* Stated exercise *
Reproduce word for word everything from the line containing "77, row 178." down to the line containing "column 517, row 93", including both of those lines.
— Start Extracted information —
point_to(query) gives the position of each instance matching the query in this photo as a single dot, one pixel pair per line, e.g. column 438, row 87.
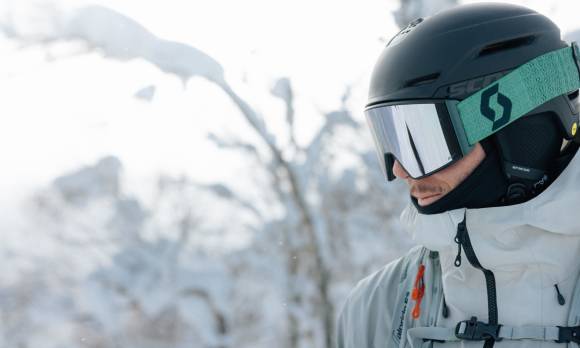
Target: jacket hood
column 499, row 234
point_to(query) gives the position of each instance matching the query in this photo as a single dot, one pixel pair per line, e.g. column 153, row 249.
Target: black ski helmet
column 455, row 53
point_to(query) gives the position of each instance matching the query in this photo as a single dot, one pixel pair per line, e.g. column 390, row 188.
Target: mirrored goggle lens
column 413, row 135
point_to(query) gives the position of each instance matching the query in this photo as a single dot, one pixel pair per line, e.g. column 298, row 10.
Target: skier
column 475, row 109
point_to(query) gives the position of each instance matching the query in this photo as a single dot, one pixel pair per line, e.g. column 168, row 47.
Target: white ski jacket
column 533, row 250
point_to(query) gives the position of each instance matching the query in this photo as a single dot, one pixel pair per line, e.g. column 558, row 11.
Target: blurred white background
column 193, row 174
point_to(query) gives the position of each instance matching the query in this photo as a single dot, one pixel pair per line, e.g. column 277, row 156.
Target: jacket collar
column 504, row 235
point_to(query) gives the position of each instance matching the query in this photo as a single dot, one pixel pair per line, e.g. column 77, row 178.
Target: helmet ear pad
column 529, row 146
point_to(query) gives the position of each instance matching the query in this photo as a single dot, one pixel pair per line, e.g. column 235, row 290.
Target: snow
column 179, row 175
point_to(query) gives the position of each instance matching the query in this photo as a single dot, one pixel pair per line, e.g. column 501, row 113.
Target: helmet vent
column 422, row 80
column 506, row 45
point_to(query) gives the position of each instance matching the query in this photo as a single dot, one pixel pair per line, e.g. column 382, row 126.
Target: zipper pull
column 458, row 240
column 445, row 309
column 418, row 292
column 561, row 299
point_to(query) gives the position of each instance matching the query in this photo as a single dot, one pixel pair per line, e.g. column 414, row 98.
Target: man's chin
column 428, row 200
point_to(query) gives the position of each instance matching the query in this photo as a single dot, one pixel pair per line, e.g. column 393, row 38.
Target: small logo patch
column 398, row 333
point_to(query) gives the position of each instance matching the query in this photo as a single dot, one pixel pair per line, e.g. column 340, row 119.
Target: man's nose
column 399, row 171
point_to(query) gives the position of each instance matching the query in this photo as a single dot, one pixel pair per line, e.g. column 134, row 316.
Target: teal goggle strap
column 517, row 93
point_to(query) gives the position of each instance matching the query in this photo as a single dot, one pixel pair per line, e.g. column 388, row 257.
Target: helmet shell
column 458, row 51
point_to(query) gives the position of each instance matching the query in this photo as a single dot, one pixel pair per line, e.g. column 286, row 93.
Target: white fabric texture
column 529, row 247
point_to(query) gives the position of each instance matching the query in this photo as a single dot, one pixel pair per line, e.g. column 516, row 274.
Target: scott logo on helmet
column 489, row 113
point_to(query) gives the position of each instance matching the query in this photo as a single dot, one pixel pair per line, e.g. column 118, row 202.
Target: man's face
column 431, row 188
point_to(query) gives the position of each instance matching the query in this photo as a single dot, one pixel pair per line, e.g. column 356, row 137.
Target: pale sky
column 61, row 113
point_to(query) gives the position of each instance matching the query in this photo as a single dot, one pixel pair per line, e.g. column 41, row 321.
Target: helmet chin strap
column 524, row 183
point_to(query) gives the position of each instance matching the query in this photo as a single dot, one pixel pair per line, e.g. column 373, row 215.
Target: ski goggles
column 426, row 136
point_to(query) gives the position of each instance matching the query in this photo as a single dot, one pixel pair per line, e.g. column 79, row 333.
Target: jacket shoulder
column 367, row 314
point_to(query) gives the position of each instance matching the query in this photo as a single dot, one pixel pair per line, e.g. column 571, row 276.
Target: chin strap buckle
column 473, row 330
column 569, row 334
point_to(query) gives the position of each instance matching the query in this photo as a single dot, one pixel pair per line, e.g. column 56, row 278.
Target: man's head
column 460, row 106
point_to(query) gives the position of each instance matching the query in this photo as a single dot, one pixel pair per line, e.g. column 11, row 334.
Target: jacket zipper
column 463, row 241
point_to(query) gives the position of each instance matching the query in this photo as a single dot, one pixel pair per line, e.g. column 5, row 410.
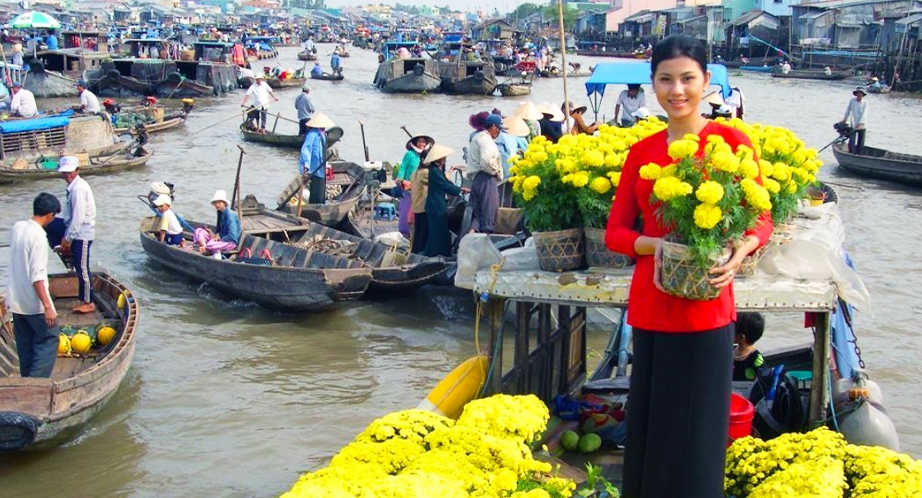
— End Extracted information —
* Task response *
point_to(query) gives the position of each instance matching the query in this photo as a single dot, one pixel pair per line, e.g. column 77, row 178.
Target: helmet ear pad
column 529, row 146
point_to(query) gives the position of each instance matching the query in this photo as a single dot, one pixel pair per line, e.g. column 235, row 290.
Target: snow
column 179, row 175
point_to(query) gives the position of each instance matching the query in this photo as a single dot, one pixel pair per line, e.g. column 501, row 113.
Target: helmet vent
column 422, row 80
column 506, row 45
point_to(query) gives the position of each instance matching the query in this photo as a single dot, one pixel pair per line, e.g. column 382, row 126.
Target: zipper pull
column 458, row 240
column 445, row 309
column 418, row 292
column 561, row 299
point_to(query) gives the position of each instance matching the query in this photo as a single dot, one pixel pair per line, e.g. column 414, row 98.
Target: man's chin
column 428, row 200
point_to(query) gives the position of each instance matching the query in this photo as a single dot, one pixel pair per line, e.g. column 393, row 38.
Target: small logo patch
column 398, row 333
point_to(query) gives the position of each instance matching the query in this photo as a single dot, one pixel pair per line, e.g. column 340, row 119.
Target: man's nose
column 399, row 171
point_to(query) gives the position of each instance matching the query in this photo as a single dot, one pixel pair per line, e.g. column 134, row 316.
Target: teal goggle strap
column 517, row 93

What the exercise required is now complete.